Input records |
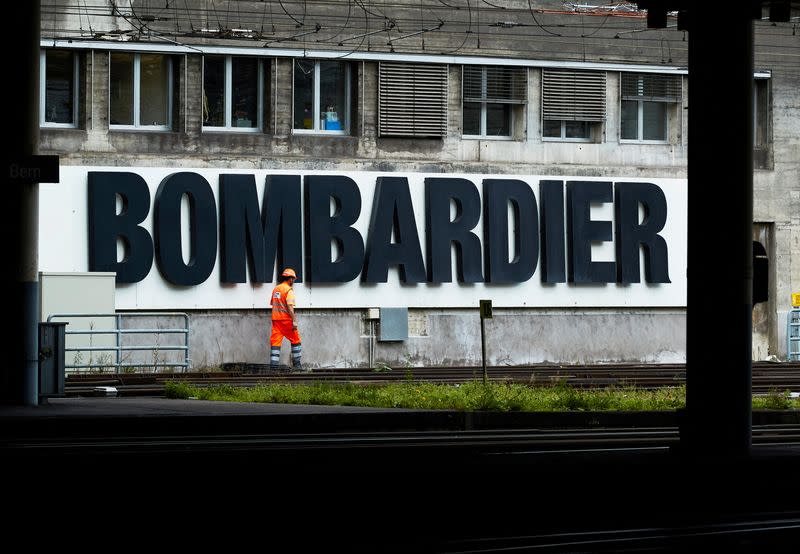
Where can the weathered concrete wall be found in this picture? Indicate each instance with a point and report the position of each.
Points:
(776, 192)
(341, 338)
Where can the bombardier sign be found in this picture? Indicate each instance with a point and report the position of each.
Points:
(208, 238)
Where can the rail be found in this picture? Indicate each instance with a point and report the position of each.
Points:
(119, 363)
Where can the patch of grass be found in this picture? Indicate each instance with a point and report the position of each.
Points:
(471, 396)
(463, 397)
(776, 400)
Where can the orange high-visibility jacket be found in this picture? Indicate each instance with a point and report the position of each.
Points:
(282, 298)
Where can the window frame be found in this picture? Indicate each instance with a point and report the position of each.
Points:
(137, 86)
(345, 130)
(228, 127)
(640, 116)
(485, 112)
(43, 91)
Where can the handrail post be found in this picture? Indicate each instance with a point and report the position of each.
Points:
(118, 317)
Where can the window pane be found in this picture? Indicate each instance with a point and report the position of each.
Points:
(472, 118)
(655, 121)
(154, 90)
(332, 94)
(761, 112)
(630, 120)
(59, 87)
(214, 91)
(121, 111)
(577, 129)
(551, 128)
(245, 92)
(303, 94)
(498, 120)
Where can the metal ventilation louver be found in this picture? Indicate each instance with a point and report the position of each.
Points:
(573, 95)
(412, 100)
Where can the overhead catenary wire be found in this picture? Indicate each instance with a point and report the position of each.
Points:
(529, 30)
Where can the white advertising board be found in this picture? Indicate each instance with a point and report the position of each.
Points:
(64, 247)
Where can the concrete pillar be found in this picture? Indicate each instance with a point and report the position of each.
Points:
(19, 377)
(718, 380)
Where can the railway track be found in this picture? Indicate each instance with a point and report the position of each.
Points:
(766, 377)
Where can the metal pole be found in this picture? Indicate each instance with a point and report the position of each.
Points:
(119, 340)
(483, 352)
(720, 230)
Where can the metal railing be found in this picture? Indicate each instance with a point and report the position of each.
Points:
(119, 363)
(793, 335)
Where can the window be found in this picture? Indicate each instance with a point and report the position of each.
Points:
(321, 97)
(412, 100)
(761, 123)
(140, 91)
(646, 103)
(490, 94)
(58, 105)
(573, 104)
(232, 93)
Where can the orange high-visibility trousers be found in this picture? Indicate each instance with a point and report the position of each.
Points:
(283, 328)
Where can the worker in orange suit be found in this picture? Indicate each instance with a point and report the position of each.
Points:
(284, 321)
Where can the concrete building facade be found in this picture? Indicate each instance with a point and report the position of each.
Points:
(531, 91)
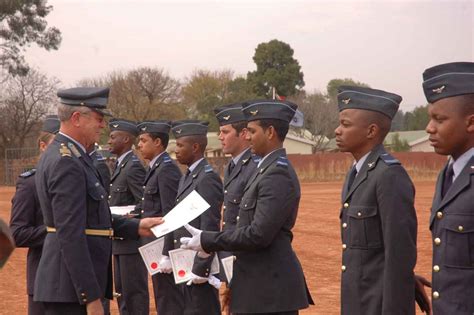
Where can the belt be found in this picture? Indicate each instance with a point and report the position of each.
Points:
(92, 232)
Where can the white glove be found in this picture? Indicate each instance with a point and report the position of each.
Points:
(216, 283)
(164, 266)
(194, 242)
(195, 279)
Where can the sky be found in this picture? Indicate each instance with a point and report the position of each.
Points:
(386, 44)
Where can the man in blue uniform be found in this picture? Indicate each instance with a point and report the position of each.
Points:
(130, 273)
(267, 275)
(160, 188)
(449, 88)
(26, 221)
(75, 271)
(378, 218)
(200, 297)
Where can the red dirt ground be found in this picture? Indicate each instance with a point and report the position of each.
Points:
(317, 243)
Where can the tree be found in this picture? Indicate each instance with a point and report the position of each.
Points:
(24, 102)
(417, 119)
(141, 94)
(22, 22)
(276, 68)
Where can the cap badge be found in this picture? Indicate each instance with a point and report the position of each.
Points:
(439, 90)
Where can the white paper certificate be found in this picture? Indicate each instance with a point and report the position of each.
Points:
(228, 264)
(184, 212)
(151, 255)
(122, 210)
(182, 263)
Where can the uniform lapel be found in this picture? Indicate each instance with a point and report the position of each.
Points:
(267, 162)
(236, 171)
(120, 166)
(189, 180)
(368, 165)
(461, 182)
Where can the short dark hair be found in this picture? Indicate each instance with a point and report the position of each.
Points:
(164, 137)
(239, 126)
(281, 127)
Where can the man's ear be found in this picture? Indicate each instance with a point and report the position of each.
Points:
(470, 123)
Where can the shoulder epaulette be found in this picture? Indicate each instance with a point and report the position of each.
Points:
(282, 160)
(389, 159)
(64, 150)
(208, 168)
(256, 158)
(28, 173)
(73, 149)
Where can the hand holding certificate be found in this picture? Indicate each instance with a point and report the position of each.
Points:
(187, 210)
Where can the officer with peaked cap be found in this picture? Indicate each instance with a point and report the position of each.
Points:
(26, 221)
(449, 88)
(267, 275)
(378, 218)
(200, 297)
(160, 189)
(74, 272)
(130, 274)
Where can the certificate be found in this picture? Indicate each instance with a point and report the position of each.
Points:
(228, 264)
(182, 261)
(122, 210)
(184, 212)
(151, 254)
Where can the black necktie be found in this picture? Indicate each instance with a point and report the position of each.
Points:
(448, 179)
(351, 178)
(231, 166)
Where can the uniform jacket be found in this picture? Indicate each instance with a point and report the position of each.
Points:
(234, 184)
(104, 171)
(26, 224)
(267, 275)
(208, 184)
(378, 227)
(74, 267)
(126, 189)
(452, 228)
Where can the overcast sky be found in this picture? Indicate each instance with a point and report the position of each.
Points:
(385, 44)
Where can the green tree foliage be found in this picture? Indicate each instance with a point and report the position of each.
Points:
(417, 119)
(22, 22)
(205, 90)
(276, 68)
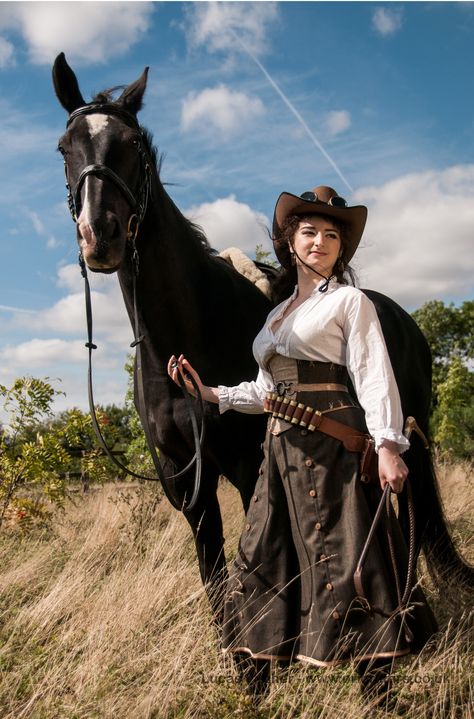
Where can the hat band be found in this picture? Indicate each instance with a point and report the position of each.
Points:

What you should do |
What you return should be the whole listing, word for word, without its pictures.

Written response |
Where can the weathered concrete wall be found in this picture? Indicate each instance with a point and report the position of each.
Points:
(776, 192)
(341, 338)
Where can the bombardier sign be found in this picture? Indicate each instance with a point and report the position of each.
Points:
(208, 238)
Where can the rail be found in this picture? Indicate each instance with a point and report the position of each.
Points:
(119, 363)
Where can the patch of grass be found in this picture? Indicate each instance with a point and report the position of each.
Points:
(471, 396)
(463, 397)
(776, 400)
Where can the orange high-visibility jacket be found in this picture? Indicate each instance with a point and report the position of each.
Points:
(282, 298)
Where can the window frame be found in this picture? Indicate each instance with a point and report the position of each.
Points:
(137, 86)
(345, 130)
(228, 127)
(640, 116)
(485, 112)
(43, 91)
Where can the handrail post be found in this picture? Indicate each instance with a point and report the position of each.
Points:
(118, 317)
Where can the window pane be found in this picture? Indicate each instance with a point and report the position of each.
Points:
(472, 118)
(655, 121)
(154, 90)
(332, 94)
(761, 112)
(630, 120)
(59, 87)
(214, 91)
(121, 111)
(577, 129)
(551, 128)
(245, 92)
(303, 94)
(498, 120)
Where can the metal ventilation louver be found in this picture? Indicate each instance with a point and report the position of each.
Points:
(573, 95)
(412, 100)
Where can the overhead catenary wire be found in this picture? Indicate each instance with a point and report the position of each.
Points:
(529, 30)
Where can the white advertising board be found in this picture? Indicate each instance with a point and report the position of each.
Points:
(64, 247)
Where can the concrete pillar be found in this picture? Indicate each instance with a point and report the position of each.
Points:
(19, 377)
(718, 380)
Where can the railway track be found in this picture? Indicate each instance with a point and report the position of each.
Points:
(766, 377)
Where can the metal pole be found in this picture? Indicate each instance with a point and report the position of each.
Points:
(119, 340)
(483, 352)
(720, 230)
Where can the metal railing be found in this picture? Indicate each instance with a point and report the position of each.
Points:
(119, 363)
(793, 335)
Where can the window be found in this picture? Indicate each instance with a point and report the position of each.
Points:
(321, 97)
(412, 100)
(761, 123)
(140, 91)
(646, 103)
(490, 94)
(58, 105)
(573, 104)
(232, 93)
Where can the orange high-visibility trousers be found in this picture? Indicate each instance with a point and report the position of each.
Points:
(283, 328)
Where can the worker in orange suit be found in this picture? Indicate each instance with a point and report the position of each.
Points:
(284, 321)
Where can the concrete building facade be found in this picture? Indicate each instance with a point and report the position of each.
Points:
(531, 91)
Where can the belt be found in this picture? Indicate each instance with a point and report the position of each.
Points:
(92, 232)
Where can the white glove be found in this picture? Indicate each instance with a point and report the position of each.
Points:
(216, 283)
(164, 266)
(194, 242)
(195, 279)
Where can the sky be found in this picture? Indicate each instance with a point and report the position of each.
Points:
(386, 44)
Where can the man in blue uniform be found in this picture? Indicate each instance with a point and report the position of each.
Points:
(130, 273)
(267, 275)
(160, 188)
(449, 88)
(26, 221)
(75, 271)
(378, 218)
(200, 297)
Where can the red dirt ground be found in this picture? Indicate each instance with a point and report the position of each.
Points:
(317, 243)
Where can the tree be found in this picture? Indicate each instance with a point and report the position of each.
Points:
(24, 102)
(417, 119)
(141, 94)
(22, 22)
(276, 68)
Where can the cap badge be found in this picture? Indicate each instance with a point and report the position of each.
Points:
(439, 90)
Where can the white paper certificate be found in this picture? Indicate each instance with a point and report the position of each.
Points:
(228, 264)
(184, 212)
(151, 255)
(122, 210)
(182, 263)
Where can the uniform lapel be found in this picture? Indicate each instance with a point and report the position of each.
Points:
(267, 162)
(236, 171)
(120, 166)
(189, 180)
(368, 165)
(461, 182)
Where can the short dark hair be found in this picture? Indicate each instance with a point and report the position of each.
Points:
(164, 137)
(239, 126)
(281, 127)
Where can the man's ear be found in this picture? Indicate each instance with a point and report the position of each.
Points:
(470, 123)
Where can the shoulder epaulette be found in this picture? Indicate each instance with a point and report the position of each.
Points:
(282, 160)
(389, 159)
(64, 150)
(208, 168)
(256, 158)
(28, 173)
(73, 149)
Where can the hand holding certificate be found in this picture? Indicate each instance with a point and report the position of each.
Points:
(187, 210)
Where can the officer with peaked cap be found in this picture? Indicate each instance with a point and report the position of each.
Points:
(26, 221)
(449, 88)
(267, 275)
(378, 218)
(200, 297)
(160, 189)
(74, 272)
(130, 274)
Where can the certificate be found in this picture? Indicate each instance with a point and report the position of each.
Points:
(228, 264)
(182, 261)
(122, 210)
(184, 212)
(151, 254)
Where can the black necktie be found in this picture? Indicate each instance with a point and report the position of each.
Points:
(448, 179)
(351, 178)
(231, 166)
Where can the uniform jacket be found in this picture? Indicate each instance with a point and report the position of each.
Points:
(234, 184)
(104, 171)
(26, 224)
(267, 275)
(208, 184)
(378, 227)
(74, 267)
(126, 189)
(452, 228)
Where can the overcast sky be found in this picture? Indicate each instance with a point and report the position of each.
Points:
(385, 44)
Where can the green tree foliage be found in this picture? Indicate each instance with a point and report the position of each.
Points:
(417, 119)
(22, 22)
(205, 90)
(276, 68)
Where can the hat band be found in this picture? Indicate each instance with a point and report the position of each.
Points:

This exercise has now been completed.